↓↓↓
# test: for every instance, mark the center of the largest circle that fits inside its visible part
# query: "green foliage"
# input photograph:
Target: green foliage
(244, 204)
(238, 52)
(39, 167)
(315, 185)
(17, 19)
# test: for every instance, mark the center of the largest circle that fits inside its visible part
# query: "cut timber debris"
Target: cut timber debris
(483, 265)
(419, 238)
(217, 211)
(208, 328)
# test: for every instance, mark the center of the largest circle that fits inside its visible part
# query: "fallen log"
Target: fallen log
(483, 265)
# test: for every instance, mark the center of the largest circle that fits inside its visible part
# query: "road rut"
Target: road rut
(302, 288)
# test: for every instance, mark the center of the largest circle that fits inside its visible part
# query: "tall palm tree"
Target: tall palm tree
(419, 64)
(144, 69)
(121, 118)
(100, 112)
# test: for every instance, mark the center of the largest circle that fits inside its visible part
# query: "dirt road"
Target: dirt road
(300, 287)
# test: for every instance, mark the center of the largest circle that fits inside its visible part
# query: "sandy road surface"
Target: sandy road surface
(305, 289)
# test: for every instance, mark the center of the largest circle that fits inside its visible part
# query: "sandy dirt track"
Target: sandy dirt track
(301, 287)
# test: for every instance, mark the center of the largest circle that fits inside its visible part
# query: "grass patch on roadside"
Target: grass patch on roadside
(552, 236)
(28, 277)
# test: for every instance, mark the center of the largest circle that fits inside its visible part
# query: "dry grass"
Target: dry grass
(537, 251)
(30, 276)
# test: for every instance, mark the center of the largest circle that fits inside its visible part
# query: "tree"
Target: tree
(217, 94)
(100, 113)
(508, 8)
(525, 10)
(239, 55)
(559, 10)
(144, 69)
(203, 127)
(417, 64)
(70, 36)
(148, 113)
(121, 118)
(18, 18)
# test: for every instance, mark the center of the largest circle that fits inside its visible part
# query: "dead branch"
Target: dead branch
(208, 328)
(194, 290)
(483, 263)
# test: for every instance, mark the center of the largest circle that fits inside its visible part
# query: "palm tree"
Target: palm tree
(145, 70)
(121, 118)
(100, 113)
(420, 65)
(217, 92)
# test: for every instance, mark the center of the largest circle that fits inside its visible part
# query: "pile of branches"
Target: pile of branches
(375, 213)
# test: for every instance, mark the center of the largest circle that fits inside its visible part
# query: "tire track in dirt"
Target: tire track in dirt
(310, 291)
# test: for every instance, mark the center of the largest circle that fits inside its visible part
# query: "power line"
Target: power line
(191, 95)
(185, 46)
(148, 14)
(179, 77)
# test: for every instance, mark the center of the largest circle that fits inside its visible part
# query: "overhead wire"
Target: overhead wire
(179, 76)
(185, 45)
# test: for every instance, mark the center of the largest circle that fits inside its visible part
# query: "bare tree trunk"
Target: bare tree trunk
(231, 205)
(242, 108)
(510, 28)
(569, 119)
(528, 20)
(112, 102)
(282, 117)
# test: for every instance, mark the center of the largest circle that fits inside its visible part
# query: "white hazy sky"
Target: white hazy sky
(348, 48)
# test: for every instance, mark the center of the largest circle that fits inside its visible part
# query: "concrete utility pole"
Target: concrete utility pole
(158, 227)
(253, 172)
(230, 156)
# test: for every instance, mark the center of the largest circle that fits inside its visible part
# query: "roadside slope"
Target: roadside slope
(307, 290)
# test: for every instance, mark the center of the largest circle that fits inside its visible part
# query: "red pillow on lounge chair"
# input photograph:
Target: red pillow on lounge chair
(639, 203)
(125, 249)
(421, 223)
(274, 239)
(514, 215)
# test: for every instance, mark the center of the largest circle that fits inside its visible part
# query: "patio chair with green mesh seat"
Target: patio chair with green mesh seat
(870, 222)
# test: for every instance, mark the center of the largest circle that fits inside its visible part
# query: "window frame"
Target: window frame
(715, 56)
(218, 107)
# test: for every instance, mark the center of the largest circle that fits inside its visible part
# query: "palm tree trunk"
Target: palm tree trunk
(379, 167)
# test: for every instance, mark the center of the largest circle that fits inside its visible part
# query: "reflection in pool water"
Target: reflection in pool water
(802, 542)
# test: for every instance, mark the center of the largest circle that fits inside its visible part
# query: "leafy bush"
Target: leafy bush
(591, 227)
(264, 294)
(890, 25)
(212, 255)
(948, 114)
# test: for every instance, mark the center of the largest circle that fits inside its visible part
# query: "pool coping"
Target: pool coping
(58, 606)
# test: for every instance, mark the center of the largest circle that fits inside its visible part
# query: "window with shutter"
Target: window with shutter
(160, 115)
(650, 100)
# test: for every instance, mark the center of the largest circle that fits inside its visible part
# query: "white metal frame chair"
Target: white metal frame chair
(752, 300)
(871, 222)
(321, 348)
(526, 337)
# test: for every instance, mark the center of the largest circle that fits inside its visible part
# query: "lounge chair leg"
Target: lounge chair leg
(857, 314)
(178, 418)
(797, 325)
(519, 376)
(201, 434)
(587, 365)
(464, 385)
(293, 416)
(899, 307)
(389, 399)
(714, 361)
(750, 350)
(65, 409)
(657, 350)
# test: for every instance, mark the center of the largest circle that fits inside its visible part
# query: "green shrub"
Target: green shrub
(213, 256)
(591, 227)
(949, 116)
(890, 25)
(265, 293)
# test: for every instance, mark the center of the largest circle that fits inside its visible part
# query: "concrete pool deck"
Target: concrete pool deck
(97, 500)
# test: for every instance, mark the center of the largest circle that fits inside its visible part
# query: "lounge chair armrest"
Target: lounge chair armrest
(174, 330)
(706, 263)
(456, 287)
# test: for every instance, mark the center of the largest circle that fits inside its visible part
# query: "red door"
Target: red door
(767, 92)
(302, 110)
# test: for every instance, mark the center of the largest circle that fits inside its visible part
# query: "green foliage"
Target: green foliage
↑↑↑
## EXERCISE AIM
Return all the data above once more, precisely as given.

## COMPLETED EXERCISE
# test: for every instance, mark the center of the largest circle that fits inside its visible part
# query: "green foliage"
# input photograph:
Target: green foliage
(244, 204)
(238, 52)
(39, 167)
(315, 185)
(17, 19)
# test: for every instance, mark the center of the largest circle that fits inside its visible part
# query: "cut timber debris"
Target: cut timber debris
(483, 265)
(419, 238)
(217, 211)
(208, 328)
# test: for every instance, mark the center of the largest circle that fits inside its visible part
# query: "fallen log"
Target: fallen log
(483, 265)
# test: for every instance, mark the center of the largest circle that fits inside its visible part
# query: "road rut"
Target: road rut
(302, 288)
# test: for every instance, mark the center of the largest circle that fits inside its visible part
# query: "tall palm tree"
Target: tall palm tree
(419, 64)
(144, 69)
(121, 118)
(100, 112)
# test: for every instance, mark the center of the largest circle that fits inside its visible part
# query: "dirt road"
Target: dirt road
(300, 287)
# test: for every instance, mark the center of the largest circle that fits inside its visible part
# query: "sandy road surface"
Target: sandy road surface
(305, 289)
# test: for every instance, mark the center of the largest circle that fits inside its visible part
# query: "sandy dirt track"
Target: sandy dirt track
(301, 287)
# test: for every instance, mark the center of the largest circle that fits inside its visible part
# query: "grass patch on roadside"
Target: grass patch on roadside
(552, 236)
(28, 277)
# test: for every instance, mark the center of the largest circle that fits inside its visible part
# query: "dry grass"
Target: dry grass
(537, 251)
(30, 276)
# test: for every instance, mark the center of the largest circle that fits inside its visible part
# query: "tree"
Target: tree
(217, 94)
(100, 113)
(508, 8)
(525, 10)
(239, 55)
(559, 10)
(144, 69)
(203, 127)
(417, 64)
(70, 36)
(148, 113)
(121, 118)
(18, 18)
# test: for every instance, mark the center of the largest circle that fits inside its visible part
# query: "dead branch"
Target: dead branch
(208, 328)
(194, 290)
(483, 263)
# test: for every instance, mark the center of the largest circle that fits inside its visible part
# query: "palm tree"
Target: palm tree
(145, 70)
(121, 118)
(100, 113)
(420, 65)
(217, 92)
# test: for every instance, mark the center of the largest circle that fits inside its visible part
# query: "pile of branches"
Target: pile of branches
(375, 213)
# test: for every instance, mark the center of the largest circle that fits inside its visible part
# query: "tire track in dirt"
Target: tire track in dirt
(310, 291)
# test: for every instance, mark the center of the largest circle that fits inside its visible part
# query: "power line"
Target: power line
(191, 95)
(185, 46)
(148, 14)
(179, 77)
# test: for every instance, mark the center of the largest circle that fits inside its visible part
# query: "overhead wire"
Target: overhead wire
(179, 76)
(185, 45)
# test: for every instance, mark the center of the largest circle that fits inside its visible part
# query: "bare tree trunk"
Target: bare tree trunk
(231, 205)
(242, 108)
(510, 28)
(569, 119)
(528, 20)
(112, 102)
(282, 117)
# test: for every instance, mark the center of the largest circle that fits inside its visible part
# query: "white hazy sky"
Target: white hazy sky
(348, 48)
# test: for every instance, mark the center of the largest circle that fits inside its visible part
# query: "concrete utility pole"
Target: concrete utility pole
(158, 227)
(253, 172)
(230, 156)
# test: for every instance, mark the center of the largest circle that fits inside its visible part
# query: "roadside slope"
Target: roadside slope
(307, 290)
# test: for every instance, mark the center of the largest circle that fits inside its visible part
# query: "red pillow on lounge chair"
# input photograph:
Target: red pillow on lounge chair
(639, 203)
(125, 249)
(421, 223)
(274, 239)
(514, 215)
# test: for every instance, mark the center of the largest circle that fits inside its visible part
# query: "patio chair with green mesh seat"
Target: patio chair with green mesh seat
(870, 222)
# test: for every instance, mark the center of the largest circle that fits inside its visible part
# query: "window frame"
Target: window frame
(715, 56)
(218, 107)
# test: for every instance, mark the center of the largest circle that fits inside its visible part
# query: "palm tree trunk"
Target: palm tree trunk
(379, 167)
# test: for every instance, mark the center of the largest circle that fits inside its visible part
# query: "reflection in pool water"
Target: reflection in pool water
(802, 542)
# test: for every instance, mark the center of the largest circle that fits inside its visible part
# query: "leafy bush"
Target: leafy bush
(591, 227)
(264, 294)
(890, 25)
(212, 255)
(948, 114)
# test: for every instance, mark the center of the largest circle that fits inside its visible part
# query: "pool coping"
Target: pool coping
(58, 606)
# test: for every instance, mark the center of the largest circle that fits inside its visible part
# query: "window with shutter"
Target: window with shutter
(160, 115)
(650, 100)
# test: for every instance, mark the center of the largest circle that fits inside its visible part
# query: "white metal frame chair"
Target: white metal frame chair
(752, 300)
(871, 222)
(321, 348)
(526, 337)
# test: for every instance, mark the center of the largest circle that fits inside its visible part
# query: "lounge chair leg"
Target: lounge chair leg
(857, 314)
(178, 418)
(797, 325)
(519, 376)
(201, 434)
(587, 365)
(464, 385)
(293, 416)
(899, 307)
(389, 399)
(714, 361)
(750, 350)
(65, 409)
(657, 350)
# test: for every instance, mark the center of the largest circle that fits inside its visible part
# query: "green shrub"
Target: green shrub
(213, 256)
(591, 227)
(949, 116)
(890, 25)
(265, 293)
# test: for every instance, mark the center of the largest circle that fits inside its visible part
# query: "concrete pool deck"
Target: concrete pool deck
(97, 500)
# test: for every instance, mark the center of the largest circle that fits inside its visible part
# query: "lounge chair armrest"
Target: lounge chair armrest
(174, 330)
(706, 263)
(456, 287)
# test: for every instance, mark the center of the largest circle that fits inside its visible part
# query: "red door"
Target: red door
(767, 92)
(302, 110)
# test: for every instance, mark the center of the largest circle that fits inside its visible part
# query: "green foliage"
Target: green foliage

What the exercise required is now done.